● **Fragmento mostrado**
En segundo lugar, todos nosotros tenemos experiencia de que Dios quiere entrar en nuestra presencia. Quiere entrar en nuestra presencia. Quiere darnos su luz. Quiere mostrarnos quién es Él. Quiere decirnos lo que desea de nosotros.
 
En tercer lugar, el Señor, todo esto lo quiere hacer porque quiere que vivamos en alegría. Estamos llamados a la alegría, queridos hermannos. Lo habéis escuchado en el Evangelio: por una parte, viene el ángel, lo visita Dios, entra en su presencia, y le dice a la Virgen: «alégrate, llena de gracia, el Señor está contigo». Estamos llamados a la alegría. Fijaos queridos hermanos que todas las exhortaciones del Papa Francisco tienen la palabra alegría. La que hoy nos entrega también, o la que nos ha dado hoy como regalo en esta Pascua, habla de la alegría. Habla del regocijo. Nos llama a la alegría a todos nosotros.
 
Es verdad que es un Dios, queridos hermanos, que entra en nuestra vida, que quiere entrar en nuestra presencia, que quiere decirnos dónde está la vida del ser humano, que nos llena de alegría… es verdad que esto nos turba, porque los hombres no estamos acostumbrados a tener a alguien que venga a nosotros y nos llene de alegría, de amor, de entrega, de fidelidad. Que nos llene de su gracia. No estamos acostumbrados.
 
La expresión que utiliza el Evangelio, «Ella se turbó ante estas palabras», se refiere precisamente a una turbación que no es negativa. Es la turbación que esta noche tenemos nosotros aquí, cuando hemos escuchado a Dios, que nos dice que nos visita, que nos quiere, que nos llena de alegría. No estamos acostumbrados a eso, queridos hermanos. Pero añade más, Dios. El Señor, lo mismo que le dijo a María que no temiese, nos lo dice a nosotros. Él nos dice que encontraremos siempre gracia en Dios. Encontraremos siempre en Dios a aquel que nos invita a defender la vida, a preservar la vida. Este Dios que comienza haciéndose hombre en el vientre de María por obra del Espíritu Santo, es un Dios que comienza a hacer un cántico a la vida humana, queridos hermanos. Un cántico que a veces, en nuestro mundo, como que lo queremos estropear. Y queremos hacer nosotros otras utilizaciones de la vida humana. Encontremos también nosotros la gracia de Dios.

● **Ejercicios por resolver**
A – ¿Qué quiere hacer Dios según el párrafo de la homilía que empieza con «En segundo lugar»? Enuméralo todo sin repetir nada.
B – Prosigue la homilía a partir de su última frase.
Estas líneas no intervienen para nada aquí.

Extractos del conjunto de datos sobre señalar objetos
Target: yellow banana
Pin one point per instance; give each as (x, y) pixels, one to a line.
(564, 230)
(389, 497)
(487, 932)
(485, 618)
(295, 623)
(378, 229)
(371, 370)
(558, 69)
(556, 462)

● **Respuestas por ejercicio**
A – Entrar en nuestra presencia, darnos su luz, mostrarnos quién es Él y decirnos lo que desea de nosotros.

B –
 
Queridos hermanos: la Virgen, cuando recibe la noticia de que va a recibir la vida, no es una mujer que se crea las cosas. Pide alguna explicación. Como lo habéis visto en el Evangelio: ¿cómo será esto, pues no conozco varón? Y le dan la explicación: el Espíritu vendrá sobre ti. Queridos hermanos: Dios nos explica también a nosotros por qué para nosotros es esencial la vida. La vida que se nos ha mostrado en Jesucristo. La vida que entendemos en lo que es, en su profundidad y en su esencia, cuando contemplamos a nuestro Señor. Y cuando contemplamos a su Santísima Madre viendo cómo recibe la vida.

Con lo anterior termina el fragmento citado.